**SOURCE DOCUMENT**

● ● ● ● ● ● ●

Photolucida: Kerry Mansfield: Expired
Born in New Jersey, Kerry received degree in photography from UC Berkeley and continued to CCA (California College of the Arts) to refine her sensibilities for space and volume by studying architecture. The combination of both fields led her back to photography where she has since explored the relationship between space, boundaries and the concept of “home”. Kerry has exhibited throughout the United States, Europe, and South America garnering several national and international awards including the Lens Culture Single Image Award, First Place International Photography Award in the Fine Art Professional Self-Portrait Category, the Worldwide Photography Gala First Place Storyteller Award and a spot on the Shortlist in the Professional Documentary Portrait category for the 2012 World Photography Organization (WPO) Awards.
The Japanese term “wabi-sabi” is described as the art of finding beauty in imperfection and of accepting the natural cycle of growth, decay and death. But unlike the American culture focused on spectacle, wabi-sabi is underplayed and modest, the kind of undeclared beauty that waits patiently to be discovered. It’s found in time-worn faces of expired library books that have traveled through many hands, and across county lines until they have reached their final resting place at ex-library warehouses where safe harbors are found in Costco-sized rows of “discards” and “withdrawns” rising within inches of the ceiling.

● ● ● ● ● ● ●

According to the Kerry Mansfield page, where did she receive her degree in photography?

Dataset records
● ● ● ● ● ● ●

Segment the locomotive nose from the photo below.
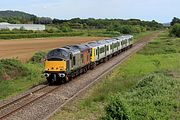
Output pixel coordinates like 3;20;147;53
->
45;60;66;72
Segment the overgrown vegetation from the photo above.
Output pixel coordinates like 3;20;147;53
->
169;23;180;37
0;11;163;39
30;51;47;63
49;32;180;120
169;17;180;37
0;57;45;99
103;73;180;120
0;59;30;81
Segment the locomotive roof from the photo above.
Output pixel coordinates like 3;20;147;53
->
72;44;90;51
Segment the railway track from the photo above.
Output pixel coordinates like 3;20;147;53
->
0;85;59;120
0;31;159;120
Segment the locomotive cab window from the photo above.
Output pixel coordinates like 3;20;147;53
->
73;56;76;65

● ● ● ● ● ● ●

**RESPONSE TO THIS TASK**
UC Berkeley